# Okunacak Metin:
--- --- ---

Hüseyin YILMAZ
yilmaz@hyilmaz.net
Bediüzzaman ile Abdurrahman’ın hazîn hikâyesi
08 Ocak 2010 Cuma 07:18
Bediüzzaman ile Abdurrahman’ın hazîn hikâyesi
İngiliz işgâli altındaki İstanbul’un içtimãî sahnesinde karşımıza birlikte çıkarlar: Bediüzzaman ile Abdurrahman... Rus esãretinden henüz dönmüş olan Bediüzzaman’ı bir gölge gibi tãkib eden, bıyıkları henüz terlemiş olan Abdurrahman, abisinin oğludur. Ama Üstâd’ın ruh ve gönül dünyasını fetheden bu genç, gerçekte biraderzãdeden çok öte, çok başkadır: Mãnevî evladdır, arkadaşdır, talebedir, kardeşdir, fedãîdir, sırtını dönebileceği adamdır, varlığına itimaden ölümü gülerek karşılayabileceği emin bir vãrisdir...

--- --- ---

# Kayıt Kümesi:
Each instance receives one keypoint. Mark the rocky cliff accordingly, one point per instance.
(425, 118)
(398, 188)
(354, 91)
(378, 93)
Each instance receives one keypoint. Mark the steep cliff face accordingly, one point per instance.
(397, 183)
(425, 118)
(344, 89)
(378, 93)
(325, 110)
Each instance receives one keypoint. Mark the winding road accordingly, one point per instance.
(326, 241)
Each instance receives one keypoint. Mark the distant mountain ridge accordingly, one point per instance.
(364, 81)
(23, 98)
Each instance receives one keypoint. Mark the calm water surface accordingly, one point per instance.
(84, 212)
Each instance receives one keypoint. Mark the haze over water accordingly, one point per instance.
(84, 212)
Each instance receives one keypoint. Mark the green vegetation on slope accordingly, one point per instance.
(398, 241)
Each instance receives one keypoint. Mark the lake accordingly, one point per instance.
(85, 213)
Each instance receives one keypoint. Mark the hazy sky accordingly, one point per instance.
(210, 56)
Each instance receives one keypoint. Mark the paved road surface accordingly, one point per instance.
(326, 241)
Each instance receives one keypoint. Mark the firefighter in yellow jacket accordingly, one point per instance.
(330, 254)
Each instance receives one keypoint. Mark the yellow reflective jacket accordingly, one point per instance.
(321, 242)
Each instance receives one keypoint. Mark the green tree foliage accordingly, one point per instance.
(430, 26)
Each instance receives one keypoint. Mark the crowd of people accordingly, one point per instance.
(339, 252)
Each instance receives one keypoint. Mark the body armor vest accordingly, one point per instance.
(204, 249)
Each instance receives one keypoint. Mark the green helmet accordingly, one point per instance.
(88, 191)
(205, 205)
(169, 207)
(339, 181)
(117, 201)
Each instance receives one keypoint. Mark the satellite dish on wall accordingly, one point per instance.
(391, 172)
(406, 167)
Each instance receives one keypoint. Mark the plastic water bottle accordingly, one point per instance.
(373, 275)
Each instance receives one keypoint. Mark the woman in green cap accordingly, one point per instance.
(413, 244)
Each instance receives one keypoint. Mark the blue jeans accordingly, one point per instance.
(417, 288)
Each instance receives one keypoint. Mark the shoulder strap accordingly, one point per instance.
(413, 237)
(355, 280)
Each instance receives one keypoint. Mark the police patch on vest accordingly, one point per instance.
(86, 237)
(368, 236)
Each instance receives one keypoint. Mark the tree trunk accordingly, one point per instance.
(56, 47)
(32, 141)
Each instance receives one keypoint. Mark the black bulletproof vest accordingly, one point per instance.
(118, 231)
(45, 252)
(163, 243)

--- --- ---

# Yapılacak İşler:
a) Bediüzzaman ile Abdurrahman metninde "Hüseyin YILMAZ" ifadesinden "emin bir vãrisdir..." ifadesine kadar uzanan bölümü hiç değiştirmeden yazın.
b) Bediüzzaman ile Abdurrahman metninde, "Ama Üstâd’ın ruh ve gönül dünyasını fetheden bu genç" diye başlayan cümlede iki noktadan sonra Abdurrahman için sayılan nitelemelerin hepsini sıralayın.

# Verilen Cevaplar:
a)
Hüseyin YILMAZ
yilmaz@hyilmaz.net
Bediüzzaman ile Abdurrahman’ın hazîn hikâyesi
08 Ocak 2010 Cuma 07:18
Bediüzzaman ile Abdurrahman’ın hazîn hikâyesi
İngiliz işgâli altındaki İstanbul’un içtimãî sahnesinde karşımıza birlikte çıkarlar: Bediüzzaman ile Abdurrahman... Rus esãretinden henüz dönmüş olan Bediüzzaman’ı bir gölge gibi tãkib eden, bıyıkları henüz terlemiş olan Abdurrahman, abisinin oğludur. Ama Üstâd’ın ruh ve gönül dünyasını fetheden bu genç, gerçekte biraderzãdeden çok öte, çok başkadır: Mãnevî evladdır, arkadaşdır, talebedir, kardeşdir, fedãîdir, sırtını dönebileceği adamdır, varlığına itimaden ölümü gülerek karşılayabileceği emin bir vãrisdir...

b)
Mãnevî evlad
Arkadaş
Talebe
Kardeş
Fedãî
Sırtını dönebileceği adam
Varlığına itimaden ölümü gülerek karşılayabileceği emin bir vãris